Bir kara deliğin çevresinde dolanan olası bir gezegende yaşam mümkün olabilir mi? Bilim insanları bu soruya bir cevap bulmuş olabilir!

Güneşimize benzer yıldızların çevresinde dönen su dünyalarında muhtemel yaşam aramaya alışığız ancak, yeni yapılan bir araştırma ile başka bir olası yaşam ortamı bulundu: Hızla dönen süper kütleli bir kara deliğin olay ufkunun ötesinde yörüngede dönen kayalık bir gezegen.

Kara deliğin çevresindeki tuhaf güçler bu gezegeni en iyi şekilde ısıtabilir fakat, bu senaryo bir aldatmaca ile ortaya çıkıyor: Bu gezegenin yörüngede neredeyse ışık hızı ile dönmesi gerek!

» **Çözülecek Problemler**
a) Kara delik çevresindeki gezegenle ilgili metne göre aşağıdaki ifadelerin her biri doğru mudur? Her biri için evet ya da hayır deyin ve kararı belirleyen sözleri metinden aynen alıntılayın.
(i) Yeni araştırmanın bulduğu olası yaşam ortamı, hızla dönen süper kütleli bir kara deliğin olay ufkunun ötesinde yörüngede dönen kayalık bir gezegendir.
(ii) Kara deliğin çevresindeki güçler bu gezegeni soğutabilir.
(iii) Bu gezegenin yörüngede ışık hızının yarısı kadar bir hızla dönmesi yeterlidir.
b) Kara delik çevresindeki gezegenle ilgili metni bittiği noktadan itibaren sürdürün.

» **Kayıtlı Veriler**
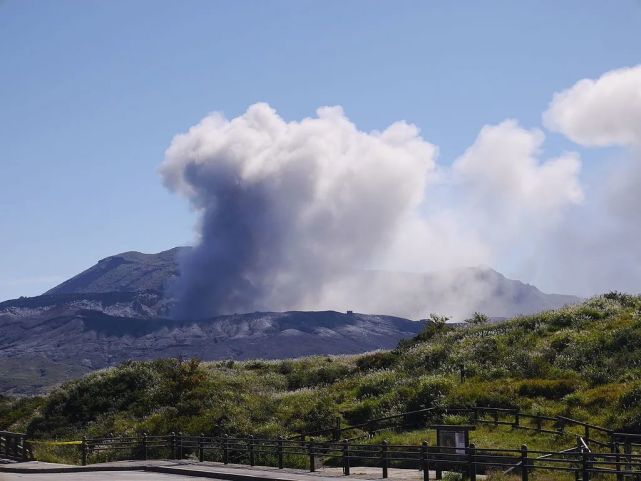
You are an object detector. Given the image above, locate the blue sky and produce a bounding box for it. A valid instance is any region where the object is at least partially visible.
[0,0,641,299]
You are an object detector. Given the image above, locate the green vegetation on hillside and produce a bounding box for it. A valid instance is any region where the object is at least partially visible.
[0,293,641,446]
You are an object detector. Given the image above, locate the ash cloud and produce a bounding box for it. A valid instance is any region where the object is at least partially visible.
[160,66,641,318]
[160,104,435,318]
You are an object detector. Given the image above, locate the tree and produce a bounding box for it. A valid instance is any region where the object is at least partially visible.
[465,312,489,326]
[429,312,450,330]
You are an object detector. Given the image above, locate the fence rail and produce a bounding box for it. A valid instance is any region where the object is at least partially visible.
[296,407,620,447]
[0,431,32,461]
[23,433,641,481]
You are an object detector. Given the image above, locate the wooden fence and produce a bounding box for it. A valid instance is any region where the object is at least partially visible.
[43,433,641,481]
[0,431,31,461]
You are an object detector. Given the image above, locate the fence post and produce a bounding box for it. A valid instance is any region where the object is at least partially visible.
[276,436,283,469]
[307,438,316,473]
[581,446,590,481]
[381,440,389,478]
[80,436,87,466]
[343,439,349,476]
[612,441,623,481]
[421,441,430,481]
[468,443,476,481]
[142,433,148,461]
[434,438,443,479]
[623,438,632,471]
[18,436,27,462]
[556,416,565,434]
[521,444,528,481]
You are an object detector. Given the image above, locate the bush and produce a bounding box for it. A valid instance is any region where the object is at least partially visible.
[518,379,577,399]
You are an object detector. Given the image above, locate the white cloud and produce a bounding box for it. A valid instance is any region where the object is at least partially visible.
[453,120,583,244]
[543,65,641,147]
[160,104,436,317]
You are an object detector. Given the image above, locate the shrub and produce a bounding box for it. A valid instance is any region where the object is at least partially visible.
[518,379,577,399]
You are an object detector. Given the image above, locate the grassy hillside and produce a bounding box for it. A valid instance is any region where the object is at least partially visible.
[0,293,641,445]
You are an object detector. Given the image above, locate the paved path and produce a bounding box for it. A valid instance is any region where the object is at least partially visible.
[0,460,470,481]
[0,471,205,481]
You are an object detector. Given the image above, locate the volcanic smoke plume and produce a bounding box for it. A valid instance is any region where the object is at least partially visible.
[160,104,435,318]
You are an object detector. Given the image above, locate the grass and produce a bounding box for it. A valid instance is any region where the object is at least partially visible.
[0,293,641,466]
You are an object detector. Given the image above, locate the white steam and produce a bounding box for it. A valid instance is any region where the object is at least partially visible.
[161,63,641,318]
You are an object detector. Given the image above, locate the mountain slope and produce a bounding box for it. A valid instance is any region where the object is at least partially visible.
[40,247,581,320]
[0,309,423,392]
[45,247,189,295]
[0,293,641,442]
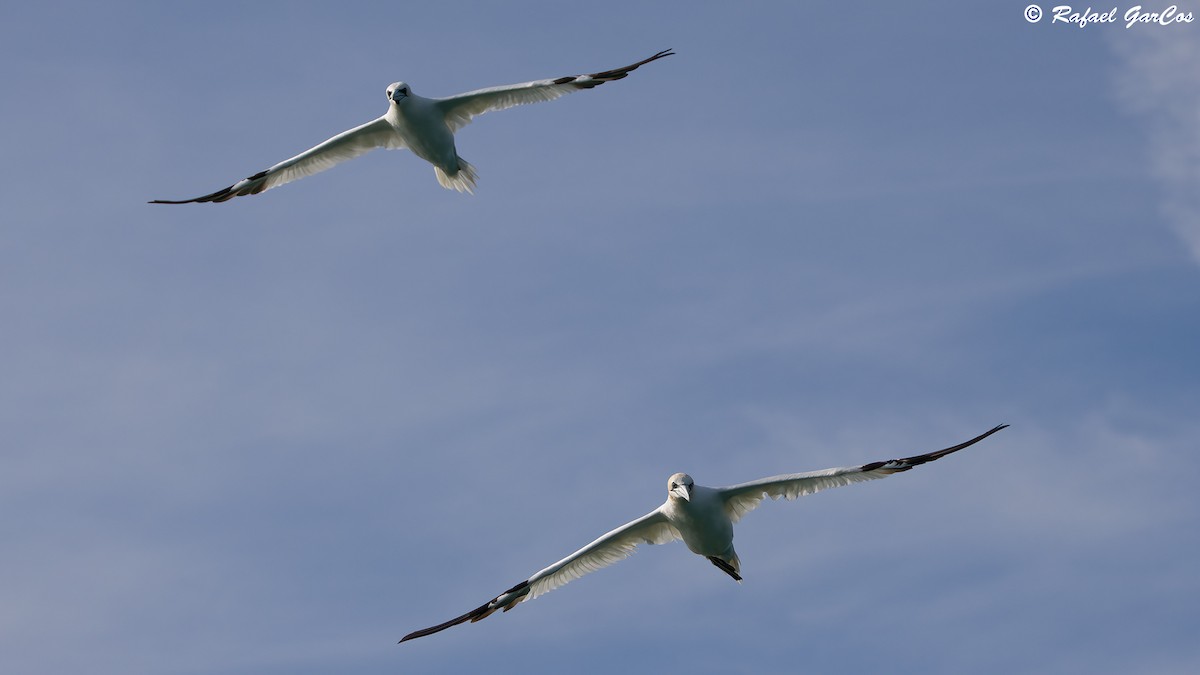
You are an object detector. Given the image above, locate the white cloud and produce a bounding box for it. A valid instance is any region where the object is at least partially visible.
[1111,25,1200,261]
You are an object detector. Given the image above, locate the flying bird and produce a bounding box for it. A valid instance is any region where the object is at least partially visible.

» **Çözülmüş Görevler**
a)
(i) Evet: "Hızla dönen süper kütleli bir kara deliğin olay ufkunun ötesinde yörüngede dönen kayalık bir gezegen."
(ii) Hayır: "Kara deliğin çevresindeki tuhaf güçler bu gezegeni en iyi şekilde ısıtabilir"
(iii) Hayır: "Bu gezegenin yörüngede neredeyse ışık hızı ile dönmesi gerek!"

b)
İnsanlık için yaşam ortamı

Evrenimizde yaşamın ortaya çıkabileceği bütün olası yerleri bilmiyoruz, çünkü şu ana kadar elimizde yaşamın ortaya çıktığı tek bir örnek var o da biziz. Bilim insanları ve bilim kurgu yazarları yaşam formlarının var olabileceği bütün tuhaf düzenleri ve olasılıkları düşünmekten keyif almalarına rağmen, yapılan bütün ciddi dünya dışı yaşam araştırmalarına göre ve kendi durumumuzu model alarak yapabileceğimiz en iyi tahmin, bulabileceğimiz yaşamın Dünya’dakinden çok da farklı olamayacağıdır.

Bu durumdan yola çıkarak iki tane çok büyük gereklilik olduğunu söyleyebiliriz. İlki, bizim gibi bir yaşamın suya ihtiyacı vardır. Su ise evrende bulunan en yaygın bulunan moleküllerden oluşur; hidrojen (evrendeki bolluk miktarına göre bir numaralı element) ve oksijen (güneşimiz gibi yıldızların içerisinde meydana gelen füzyon tepkimelerinden dolayı bol bulunan bir yan ürün). Ancak bu su, genellikle ya plazma içerisinde buharlaşmış halde ya da buz olarak katı ve donmuş halde bulunur ki, bu iki durum da yaşam barındırması adına kötü şartlardır.

Yaşanabilir bölge (habitable zone), her yıldızda yaydığı ışınım gücüne göre farklı uzaklıklardadır.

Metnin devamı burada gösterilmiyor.